* _DOCUMENT TEXT_:
---
Breaking and resuming debuggee all the time is VERY slow.
So when something throws std::bad_cast every frame, rendering become 20 times slower.

Here is the pull request: https://github.com/codereader/DarkRadiant/pull/16

I think the same problem happens on map load: std::invalid_argument is thrown in huge quantities.
And it is easy to fix it: just add an utility function "bool ParseFloat(const std::string& text, float& result);" implemented via std::stdtof, and call it everywhere instead of calling std::atof and catching exception.

I'm afraid C++ is not like Python, and exceptions should be used only in exceptional situations.

stgatilov · August 7, 2021

Regarding actual rendering performance in Release build, the following is probably not a good idea:

std::map<Shader*, LitRenderables> _litRenderables;

Better have one large std::vector and push_back records to it.
When collection is over, std::sort it by shader, then extract intervals with same shader into something like std::vector<std::pair<int, int>>.
And do not shrink these vectors between frames, of course.

Most likely it will help... but can't be sure of course.

HMart · August 7, 2021

I'm not a programmer of the caliber of any of you, being coding in c++ on and off for 3 years only but I've heard from expert programmers that I have total confidence (Jonathan Blow and Casey Muratori) that exceptions are bad and they do more harm than they help, John Carmack does seem to use them, as anyone can see by looking at the idtech 4 code but is also apparently used very sparingly, like you advise.

But your find reinforces the advice from Jonathan and Casey, don't use them at all, so personally even thou Jonh Carmack may have used them and he is a master programmer, personally I haven't been using exceptions at all, only assert or even just a simple goto (this last one I've read, some high level languages like JAVA, masquerade as exceptions).

https://youtu.be/UNXHK8O-B_g?t=5630

http://xahlee.info/comp/why_i_hate_exceptions.html

Jonathan Blow about his JAI language

Quote

Jai will not have:

Smart pointers

Garbage collection

Automatic memory management of any kind

Templates or template metaprogramming

RAII

Subtype polymorphism

Exceptions

References

A virtual machine (at least, not usually—see below)

A preprocessor (at least, not one resembling C’s—see below)

Header files

If it sounds odd to you that Jai is a modern high-level language but does not have some of the above features, then consider that Jai is not trying to be as high-level as Java or C#. It is better described as trying to be a better C. It wants to allow programmers to get as low-level as they desire. Features like garbage collection and exceptions stand as obstacles to low-level programming.

cabalistic · August 7, 2021

42 minutes ago, HMart said:

personally I haven't been using exceptions at all, only assert or even just a simple goto

Careful, assertions and exceptions are meant for very different things, and you shouldn't mix those. Assertions are meant, for example, to check preconditions and contracts for your code, where a failing assertion almost certainly means a programmer error. Exceptions, on the other hand, are one way to perform error handling during runtime, where errors can occur due to user input or system failures and different reasons.

And yeah, exceptions certainly have their problems and, outside of Python, should not be used for simple flow control. But the alternatives are not any less controversial, either.
---
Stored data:
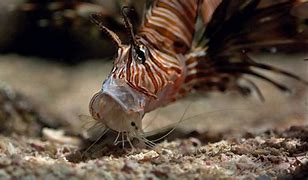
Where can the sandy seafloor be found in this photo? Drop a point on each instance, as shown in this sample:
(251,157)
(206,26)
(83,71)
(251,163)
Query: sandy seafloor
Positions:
(222,136)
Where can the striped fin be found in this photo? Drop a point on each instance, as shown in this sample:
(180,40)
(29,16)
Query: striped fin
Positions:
(238,27)
(170,25)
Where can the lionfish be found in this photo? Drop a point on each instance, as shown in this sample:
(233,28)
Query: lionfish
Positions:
(163,61)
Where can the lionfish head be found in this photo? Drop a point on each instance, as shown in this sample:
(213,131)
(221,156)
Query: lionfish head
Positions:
(121,103)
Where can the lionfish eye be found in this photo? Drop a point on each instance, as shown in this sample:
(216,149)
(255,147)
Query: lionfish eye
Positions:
(140,54)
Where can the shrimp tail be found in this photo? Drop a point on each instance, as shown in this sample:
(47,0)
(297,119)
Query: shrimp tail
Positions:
(221,58)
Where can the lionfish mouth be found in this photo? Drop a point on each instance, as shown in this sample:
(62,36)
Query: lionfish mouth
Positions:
(118,106)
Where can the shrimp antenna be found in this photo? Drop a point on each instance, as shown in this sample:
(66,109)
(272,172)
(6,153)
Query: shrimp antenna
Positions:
(129,25)
(97,19)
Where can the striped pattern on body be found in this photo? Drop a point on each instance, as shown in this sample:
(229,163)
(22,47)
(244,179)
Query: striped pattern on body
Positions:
(170,25)
(166,33)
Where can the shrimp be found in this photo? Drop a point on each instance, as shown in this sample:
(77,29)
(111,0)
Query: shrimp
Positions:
(160,64)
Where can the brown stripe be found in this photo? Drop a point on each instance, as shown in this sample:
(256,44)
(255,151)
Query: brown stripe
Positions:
(150,74)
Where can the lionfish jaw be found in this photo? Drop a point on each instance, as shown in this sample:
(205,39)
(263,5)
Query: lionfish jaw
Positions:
(118,106)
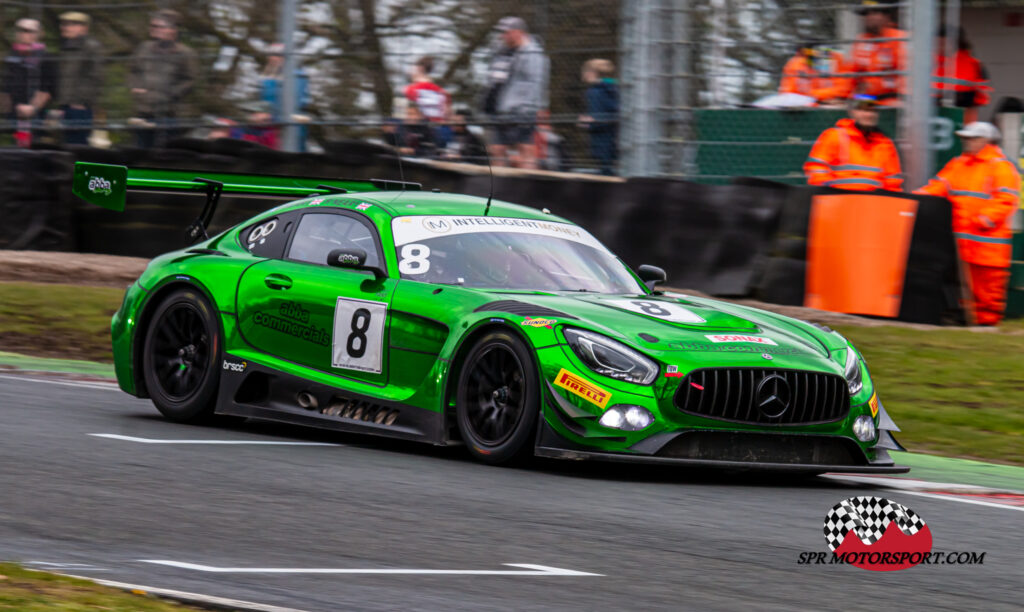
---
* _GIVEN REQUEST 1_: Using the forum thread, decide whether each statement agrees with it, answering yes or no and quoting the words that settle it: (a) Throwing std::bad_cast every frame made rendering 20 times slower. (b) Jai aims to be as high-level as Java or C#. (c) Assertions and exceptions are meant for the same purposes.
* _GIVEN REQUEST 2_: Retype the forum thread between "std::map<Shader*, LitRenderables> _litRenderables;" and "like you advise.", inclusive, keeping every word and mark unchanged.

* _TASK SOLUTION 1_:
(a) Yes: "So when something throws std::bad_cast every frame, rendering become 20 times slower."
(b) No: "Jai is not trying to be as high-level as Java or C#."
(c) No: "assertions and exceptions are meant for very different things"

* _TASK SOLUTION 2_:
std::map<Shader*, LitRenderables> _litRenderables;

Better have one large std::vector and push_back records to it.
When collection is over, std::sort it by shader, then extract intervals with same shader into something like std::vector<std::pair<int, int>>.
And do not shrink these vectors between frames, of course.

Most likely it will help... but can't be sure of course.

HMart · August 7, 2021

I'm not a programmer of the caliber of any of you, being coding in c++ on and off for 3 years only but I've heard from expert programmers that I have total confidence (Jonathan Blow and Casey Muratori) that exceptions are bad and they do more harm than they help, John Carmack does seem to use them, as anyone can see by looking at the idtech 4 code but is also apparently used very sparingly, like you advise.